EXERCISE INSTRUCTIONS>
Repeat each of the following lines word for word, leaving out the pictures.

GIVEN DATA>
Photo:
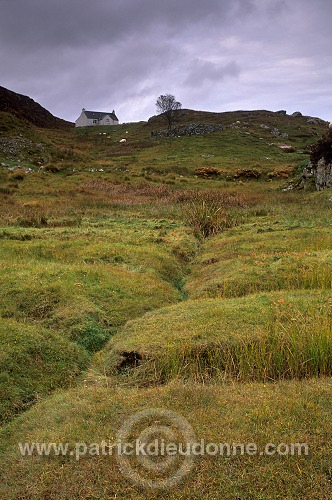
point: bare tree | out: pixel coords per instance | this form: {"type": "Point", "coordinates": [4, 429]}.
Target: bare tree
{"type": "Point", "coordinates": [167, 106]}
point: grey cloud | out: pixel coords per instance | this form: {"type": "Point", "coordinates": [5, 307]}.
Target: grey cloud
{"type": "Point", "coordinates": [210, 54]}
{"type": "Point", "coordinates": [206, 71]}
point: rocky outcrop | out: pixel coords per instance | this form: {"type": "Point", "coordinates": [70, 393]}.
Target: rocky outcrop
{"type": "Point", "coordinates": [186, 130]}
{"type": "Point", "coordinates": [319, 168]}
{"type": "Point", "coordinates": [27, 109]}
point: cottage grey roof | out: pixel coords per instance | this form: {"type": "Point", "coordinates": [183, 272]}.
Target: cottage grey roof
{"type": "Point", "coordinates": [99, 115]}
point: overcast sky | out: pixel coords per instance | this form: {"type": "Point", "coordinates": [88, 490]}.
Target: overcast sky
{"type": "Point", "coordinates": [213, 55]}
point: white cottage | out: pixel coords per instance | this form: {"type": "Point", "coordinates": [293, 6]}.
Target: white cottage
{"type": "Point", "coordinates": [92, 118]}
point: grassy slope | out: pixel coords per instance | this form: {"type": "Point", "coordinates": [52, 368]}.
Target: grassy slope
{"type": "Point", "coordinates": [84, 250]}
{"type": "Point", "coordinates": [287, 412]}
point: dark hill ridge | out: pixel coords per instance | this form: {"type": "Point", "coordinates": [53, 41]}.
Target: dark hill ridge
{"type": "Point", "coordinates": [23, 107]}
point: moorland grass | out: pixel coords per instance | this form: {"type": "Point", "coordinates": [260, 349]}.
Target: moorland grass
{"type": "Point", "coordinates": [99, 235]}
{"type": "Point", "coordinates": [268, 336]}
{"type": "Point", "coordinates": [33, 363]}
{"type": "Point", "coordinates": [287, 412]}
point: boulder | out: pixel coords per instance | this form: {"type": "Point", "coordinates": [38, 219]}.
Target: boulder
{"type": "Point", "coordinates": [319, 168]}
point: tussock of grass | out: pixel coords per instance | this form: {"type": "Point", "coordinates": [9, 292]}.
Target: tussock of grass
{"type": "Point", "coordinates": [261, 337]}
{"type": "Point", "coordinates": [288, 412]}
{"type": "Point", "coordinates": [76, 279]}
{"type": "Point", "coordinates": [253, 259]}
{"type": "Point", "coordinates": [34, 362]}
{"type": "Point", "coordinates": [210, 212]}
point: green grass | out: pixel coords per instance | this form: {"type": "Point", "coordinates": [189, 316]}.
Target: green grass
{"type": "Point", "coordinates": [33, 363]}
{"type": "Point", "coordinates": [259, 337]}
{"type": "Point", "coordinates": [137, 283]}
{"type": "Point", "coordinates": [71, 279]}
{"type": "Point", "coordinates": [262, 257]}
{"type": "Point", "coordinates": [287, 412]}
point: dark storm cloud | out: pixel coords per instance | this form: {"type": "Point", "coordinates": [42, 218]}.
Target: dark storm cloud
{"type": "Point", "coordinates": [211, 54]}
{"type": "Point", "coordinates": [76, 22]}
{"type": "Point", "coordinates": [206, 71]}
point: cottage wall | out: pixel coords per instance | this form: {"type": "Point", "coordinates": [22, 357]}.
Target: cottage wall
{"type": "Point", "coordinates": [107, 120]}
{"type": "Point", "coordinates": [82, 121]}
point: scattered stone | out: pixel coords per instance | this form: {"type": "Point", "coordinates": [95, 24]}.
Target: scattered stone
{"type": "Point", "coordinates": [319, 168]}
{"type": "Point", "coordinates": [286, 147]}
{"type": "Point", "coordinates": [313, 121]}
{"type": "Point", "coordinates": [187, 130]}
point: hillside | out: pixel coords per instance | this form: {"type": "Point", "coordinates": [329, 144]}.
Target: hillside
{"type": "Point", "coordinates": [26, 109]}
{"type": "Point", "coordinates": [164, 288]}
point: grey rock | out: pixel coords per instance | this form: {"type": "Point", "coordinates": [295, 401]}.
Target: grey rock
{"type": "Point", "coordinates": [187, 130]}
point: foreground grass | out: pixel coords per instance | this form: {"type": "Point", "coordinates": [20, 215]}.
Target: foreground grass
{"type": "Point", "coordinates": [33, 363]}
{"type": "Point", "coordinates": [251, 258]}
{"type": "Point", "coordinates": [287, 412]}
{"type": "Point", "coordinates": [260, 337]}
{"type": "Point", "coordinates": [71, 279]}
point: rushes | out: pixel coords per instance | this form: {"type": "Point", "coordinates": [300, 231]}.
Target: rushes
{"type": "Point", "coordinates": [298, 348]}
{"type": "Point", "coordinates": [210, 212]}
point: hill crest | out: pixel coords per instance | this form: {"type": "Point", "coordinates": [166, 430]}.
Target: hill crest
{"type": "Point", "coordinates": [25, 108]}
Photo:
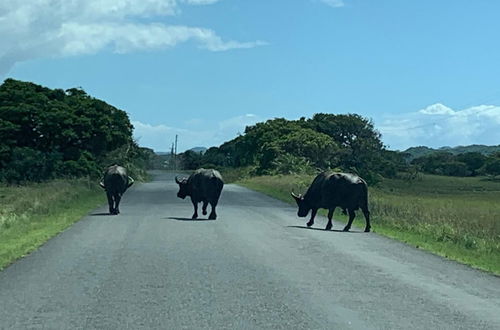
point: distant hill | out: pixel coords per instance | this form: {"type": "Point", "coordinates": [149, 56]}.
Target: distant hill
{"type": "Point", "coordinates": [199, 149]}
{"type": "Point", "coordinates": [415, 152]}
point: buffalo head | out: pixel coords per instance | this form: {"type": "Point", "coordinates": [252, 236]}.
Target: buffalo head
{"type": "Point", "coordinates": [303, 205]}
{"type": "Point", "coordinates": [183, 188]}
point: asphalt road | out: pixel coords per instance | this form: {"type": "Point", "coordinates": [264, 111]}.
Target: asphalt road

PROBLEM SOLUTION>
Photo:
point: bare tree | out: pixel coords per instance | this form: {"type": "Point", "coordinates": [4, 429]}.
Target: bare tree
{"type": "Point", "coordinates": [167, 106]}
point: grey cloud | out: pixel coords per instance | this form: {"type": "Point", "coordinates": [5, 307]}.
Target: grey cloud
{"type": "Point", "coordinates": [210, 54]}
{"type": "Point", "coordinates": [206, 71]}
point: rocky outcrop | out: pixel coords per instance | this form: {"type": "Point", "coordinates": [70, 393]}.
Target: rocky outcrop
{"type": "Point", "coordinates": [186, 130]}
{"type": "Point", "coordinates": [319, 168]}
{"type": "Point", "coordinates": [27, 109]}
point: cottage grey roof | out: pixel coords per instance | this form: {"type": "Point", "coordinates": [183, 272]}.
Target: cottage grey roof
{"type": "Point", "coordinates": [99, 115]}
point: overcast sky | out: pixel coords per instance | this form: {"type": "Point", "coordinates": [88, 490]}.
Target: overcast sky
{"type": "Point", "coordinates": [213, 55]}
point: white cottage | out: pixel coords per instance | this form: {"type": "Point", "coordinates": [293, 6]}.
Target: white cottage
{"type": "Point", "coordinates": [92, 118]}
point: grassy slope | out: pixel coords per instance | this form: {"type": "Point", "coordinates": [52, 368]}.
Target: grassy slope
{"type": "Point", "coordinates": [84, 250]}
{"type": "Point", "coordinates": [287, 412]}
point: dark hill ridge | out: pixel coords per instance | this form: {"type": "Point", "coordinates": [53, 41]}.
Target: dark hill ridge
{"type": "Point", "coordinates": [23, 107]}
point: moorland grass | out: pixel coords per instance | this form: {"type": "Point", "coordinates": [260, 349]}.
Target: moorland grass
{"type": "Point", "coordinates": [99, 235]}
{"type": "Point", "coordinates": [268, 336]}
{"type": "Point", "coordinates": [33, 363]}
{"type": "Point", "coordinates": [287, 412]}
point: boulder | out: pixel coords per instance | this form: {"type": "Point", "coordinates": [38, 219]}.
Target: boulder
{"type": "Point", "coordinates": [319, 168]}
point: tussock of grass | out: pixel coords per instance | this form: {"type": "Point", "coordinates": [9, 292]}.
Target: tussock of grass
{"type": "Point", "coordinates": [261, 337]}
{"type": "Point", "coordinates": [288, 412]}
{"type": "Point", "coordinates": [76, 279]}
{"type": "Point", "coordinates": [253, 259]}
{"type": "Point", "coordinates": [34, 362]}
{"type": "Point", "coordinates": [210, 212]}
point: green grass | out: pixel coords per instance | this form: {"type": "Point", "coordinates": [189, 316]}.
Target: green grass
{"type": "Point", "coordinates": [33, 363]}
{"type": "Point", "coordinates": [259, 337]}
{"type": "Point", "coordinates": [137, 283]}
{"type": "Point", "coordinates": [71, 279]}
{"type": "Point", "coordinates": [262, 257]}
{"type": "Point", "coordinates": [287, 412]}
point: dark storm cloud | out: pixel coords per instance | this form: {"type": "Point", "coordinates": [42, 218]}.
Target: dark storm cloud
{"type": "Point", "coordinates": [211, 54]}
{"type": "Point", "coordinates": [76, 22]}
{"type": "Point", "coordinates": [206, 71]}
point: cottage wall | out: pixel coords per instance | this form: {"type": "Point", "coordinates": [22, 357]}.
Target: cottage wall
{"type": "Point", "coordinates": [107, 120]}
{"type": "Point", "coordinates": [82, 121]}
point: scattered stone | out: pixel coords per instance | this form: {"type": "Point", "coordinates": [95, 24]}.
Target: scattered stone
{"type": "Point", "coordinates": [319, 168]}
{"type": "Point", "coordinates": [286, 147]}
{"type": "Point", "coordinates": [313, 121]}
{"type": "Point", "coordinates": [187, 130]}
point: hillside | out: pixel coords per instance | this form: {"type": "Point", "coordinates": [329, 144]}.
Target: hillside
{"type": "Point", "coordinates": [26, 109]}
{"type": "Point", "coordinates": [164, 288]}
point: grey rock | out: pixel coords per instance | this form: {"type": "Point", "coordinates": [295, 401]}.
Target: grey rock
{"type": "Point", "coordinates": [187, 130]}
point: foreground grass | out: pixel coords per instance | this form: {"type": "Point", "coordinates": [20, 215]}.
Target: foreground grass
{"type": "Point", "coordinates": [33, 363]}
{"type": "Point", "coordinates": [251, 258]}
{"type": "Point", "coordinates": [287, 412]}
{"type": "Point", "coordinates": [260, 337]}
{"type": "Point", "coordinates": [71, 279]}
point: rushes | out: pixel coords per instance | this form: {"type": "Point", "coordinates": [300, 231]}.
Target: rushes
{"type": "Point", "coordinates": [298, 348]}
{"type": "Point", "coordinates": [210, 212]}
point: hill crest | out: pixel coords per instance | this form: {"type": "Point", "coordinates": [166, 430]}.
Target: hill crest
{"type": "Point", "coordinates": [25, 108]}
Photo:
point: distant hill | out: pixel coords per instance | this form: {"type": "Point", "coordinates": [149, 56]}.
Target: distant hill
{"type": "Point", "coordinates": [199, 149]}
{"type": "Point", "coordinates": [415, 152]}
point: buffalo head | out: pixel coords per instance | this form: {"type": "Point", "coordinates": [252, 236]}.
Target: buffalo head
{"type": "Point", "coordinates": [303, 205]}
{"type": "Point", "coordinates": [183, 188]}
point: asphalt road | out: pixel coords per instance | this form: {"type": "Point", "coordinates": [264, 111]}.
Target: asphalt road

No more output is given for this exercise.